[Saved entries]
■ ■ ■ ■ ■

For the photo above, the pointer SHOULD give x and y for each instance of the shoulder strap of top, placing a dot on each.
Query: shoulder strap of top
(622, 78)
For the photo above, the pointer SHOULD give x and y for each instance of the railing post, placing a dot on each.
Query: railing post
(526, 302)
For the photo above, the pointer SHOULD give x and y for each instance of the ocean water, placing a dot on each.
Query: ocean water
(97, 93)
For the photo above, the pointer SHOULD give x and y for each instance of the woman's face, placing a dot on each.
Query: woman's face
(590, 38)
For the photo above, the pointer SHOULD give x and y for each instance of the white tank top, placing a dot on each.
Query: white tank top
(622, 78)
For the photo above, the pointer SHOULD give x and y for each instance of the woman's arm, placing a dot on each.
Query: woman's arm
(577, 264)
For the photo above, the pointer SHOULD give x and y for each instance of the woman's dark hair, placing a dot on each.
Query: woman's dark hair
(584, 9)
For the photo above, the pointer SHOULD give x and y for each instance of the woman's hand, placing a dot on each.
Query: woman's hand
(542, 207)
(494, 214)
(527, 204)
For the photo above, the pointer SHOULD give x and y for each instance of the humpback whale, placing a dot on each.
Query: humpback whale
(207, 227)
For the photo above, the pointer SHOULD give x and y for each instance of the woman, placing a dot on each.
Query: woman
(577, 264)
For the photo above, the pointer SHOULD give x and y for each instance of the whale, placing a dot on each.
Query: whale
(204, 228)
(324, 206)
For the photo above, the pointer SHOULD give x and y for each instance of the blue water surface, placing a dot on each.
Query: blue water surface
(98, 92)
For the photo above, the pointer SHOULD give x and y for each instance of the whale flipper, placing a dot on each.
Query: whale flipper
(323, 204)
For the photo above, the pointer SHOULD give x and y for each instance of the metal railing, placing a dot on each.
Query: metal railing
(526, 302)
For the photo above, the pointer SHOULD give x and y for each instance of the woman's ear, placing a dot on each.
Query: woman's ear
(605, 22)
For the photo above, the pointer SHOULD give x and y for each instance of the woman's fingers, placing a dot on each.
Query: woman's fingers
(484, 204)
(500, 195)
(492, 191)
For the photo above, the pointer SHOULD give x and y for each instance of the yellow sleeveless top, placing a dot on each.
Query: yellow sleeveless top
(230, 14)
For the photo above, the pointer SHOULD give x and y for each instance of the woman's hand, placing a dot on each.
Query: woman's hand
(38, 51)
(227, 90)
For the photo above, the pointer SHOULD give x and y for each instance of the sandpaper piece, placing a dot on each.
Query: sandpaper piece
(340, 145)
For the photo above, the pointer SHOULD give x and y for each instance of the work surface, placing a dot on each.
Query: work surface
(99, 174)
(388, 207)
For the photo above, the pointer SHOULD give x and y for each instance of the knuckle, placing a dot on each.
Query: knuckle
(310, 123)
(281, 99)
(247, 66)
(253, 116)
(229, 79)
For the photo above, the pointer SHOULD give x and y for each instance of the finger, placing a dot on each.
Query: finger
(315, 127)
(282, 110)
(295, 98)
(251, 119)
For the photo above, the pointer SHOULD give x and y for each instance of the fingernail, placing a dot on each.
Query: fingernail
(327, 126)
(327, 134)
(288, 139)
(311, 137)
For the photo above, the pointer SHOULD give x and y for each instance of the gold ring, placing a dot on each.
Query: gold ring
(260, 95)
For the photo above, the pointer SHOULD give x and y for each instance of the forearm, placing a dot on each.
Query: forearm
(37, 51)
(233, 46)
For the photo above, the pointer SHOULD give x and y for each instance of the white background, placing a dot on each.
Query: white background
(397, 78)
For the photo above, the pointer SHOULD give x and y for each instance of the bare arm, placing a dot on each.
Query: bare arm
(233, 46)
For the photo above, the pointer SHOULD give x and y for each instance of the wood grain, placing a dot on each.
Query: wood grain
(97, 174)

■ ■ ■ ■ ■

**ASSIGNMENT:** Copy out each record exactly as given, omitting none.

**YOUR RESPONSE:**
For the photo above, the pointer SHOULD give x and y for each instance of the shoulder strap of top, placing a dot on each.
Query: shoulder strap of top
(622, 78)
For the photo above, the pointer SHOULD give x and y for each instance of the railing post, placing a dot on each.
Query: railing post
(526, 302)
For the photo above, the pointer SHOULD give x and y for each instance of the ocean water, placing a dot on each.
Query: ocean water
(97, 93)
For the photo above, the pointer SHOULD give x and y for each instance of the woman's face, placing a dot on each.
Query: woman's face
(590, 38)
For the photo above, the pointer SHOULD give x and y for each instance of the white tank top, placing a dot on each.
Query: white tank top
(622, 78)
For the photo above, the pointer SHOULD give x and y for each instance of the woman's arm, placing a dot on each.
Query: woman's arm
(577, 264)
For the photo above, the pointer SHOULD give x and y for each instance of the woman's dark hair, placing a dot on each.
Query: woman's dark hair
(584, 9)
For the photo above, the pointer SHOULD give x and y for each instance of the woman's hand, placing a dot on each.
Query: woman's hand
(542, 207)
(494, 214)
(527, 204)
For the photo above, the pointer SHOULD give x and y for each instance of the humpback whale, placing a dot on each.
Query: humpback whale
(207, 227)
For the photo above, the pointer SHOULD give x and y for each instance of the woman, placing a dot on each.
Query: woman
(577, 264)
For the photo above, the pointer SHOULD give x and y for each instance of the whale, placing a dot on each.
Query: whale
(204, 228)
(324, 206)
For the photo above, the pointer SHOULD give x and y for each instance of the blue water surface, placing a dot on each.
Query: blue water surface
(98, 92)
For the photo above, the pointer SHOULD give x and y for each instance of the whale flipper, placing a dot on each.
Query: whale flipper
(323, 204)
For the photo above, the pointer SHOULD give x and y for each instance of the metal railing, placing a dot on each.
Query: metal railing
(526, 302)
For the photo above, the pointer SHOULD give x and y for each instance of the woman's ear, placing a dot on each.
Query: woman's ear
(605, 22)
For the photo above, the pointer SHOULD give x and y for each instance of the woman's fingers, placing a dot on each.
Query: woman's fingers
(484, 204)
(500, 195)
(492, 191)
For the photo above, the pointer SHOULD give x and y for each instance of the yellow sleeveless top, placing a dot on each.
Query: yellow sleeveless top
(230, 14)
For the photo above, the pointer SHOULD give x and y for each instance of the woman's hand, placing a dot on each.
Query: woman's hand
(38, 51)
(227, 90)
For the photo above, the pointer SHOULD give x and y for each instance of the sandpaper piece, placing a dot on each.
Query: sandpaper piece
(340, 145)
For the photo above, the pointer SHOULD give x and y for each instance of the work surface, placing a dot on each.
Query: work surface
(99, 174)
(388, 207)
For the photo above, the pointer SHOULD give x and y for each instance of the knuckle, placing a dot on each.
Query: knuckle
(310, 123)
(281, 99)
(247, 66)
(253, 116)
(229, 79)
For the photo above, the pointer SHOULD give x and y for each instance of the finger, placing a dot on each.
Query: finger
(315, 127)
(282, 110)
(295, 98)
(251, 119)
For the photo above, the pointer SHOULD give x and y for each instance of the fingernail, placing a dot on each.
Query: fingernail
(327, 126)
(327, 134)
(288, 139)
(311, 137)
For the photo above, the pointer SHOULD give x and y for each instance of the gold ring, placing a dot on each.
Query: gold ring
(260, 95)
For the photo above, the pointer SHOULD give x and y for each instance of the forearm, placing a dot on each.
Query: forearm
(37, 51)
(233, 46)
For the photo above, the pointer SHOULD give x and y for each instance of the white background, placing a dot on each.
Query: white background
(397, 78)
For the photo above, the pointer SHOULD give x and y for each instance of the bare arm, placing a dot on each.
Query: bare arm
(233, 46)
For the photo above, the pointer SHOULD give x and y for each instance of the wood grain, placing a dot on each.
Query: wood grain
(97, 174)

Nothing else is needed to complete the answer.